• _Excerpted passage_:
— start —

Nobody is suggesting we have a 10 year plan with milestones and
deliverables. I'm suggesting that when we do something under the heading
of "community development" we have an obligation to make some attempt to
measure it to determine if it actually moves us in that direction.

Nobody is saying that we shouldn't participate in GSoC. I'm suggesting
that before we promote GSoC to our projects, we should have some numbers
(we've been doing this for years. surely there's some numbers that we
could gather her?) that show projects that it's worth their time. Or
warns them that it might not be.

I don't care how much time individuals spend on GSoC. I care that we are
telling projects that it's a worthwhile thing for them to spend *their*
time on, and we don't appear to have actually taken the time to find out
of that's true.


On 12/05/2016 08:59 AM, Bertrand Delacretaz wrote:
> Hi,
> 
> On Mon, Dec 5, 2016 at 2:30 PM, Daniel Gruno <humbed...@apache.org> wrote:
>> ...The task of ComDev is developing community. If we don't have any data or
>> interest in acquiring such to show that this is in fact helping towards
>> that, then we should consider whether the current strategy is the right
>> thing to focus on....
> 
> I disagree with the need for comdev to have a strategy.

— end —

• _Stated problem_:
Change "numbers" to "figures" in the message about GSoC, everything from "Nobody is saying" down to "might not be.", and give that part back.

• _Available data_:
— start —

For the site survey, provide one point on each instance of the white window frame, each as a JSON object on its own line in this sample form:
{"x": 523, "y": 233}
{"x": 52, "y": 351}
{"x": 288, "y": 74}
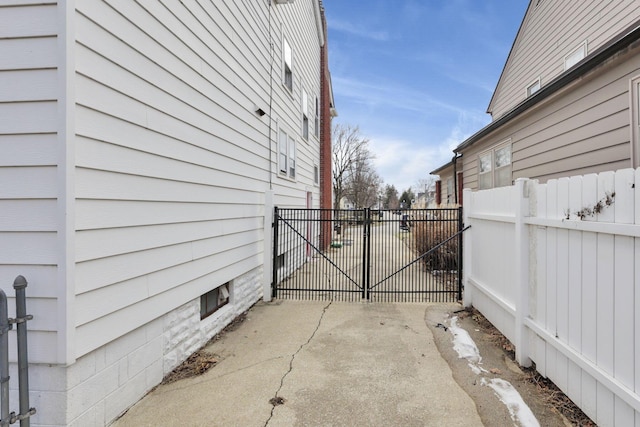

— end —

• _The response_:
Nobody is saying that we shouldn't participate in GSoC. I'm suggesting
that before we promote GSoC to our projects, we should have some figures
(we've been doing this for years. surely there's some figures that we
could gather her?) that show projects that it's worth their time. Or
warns them that it might not be.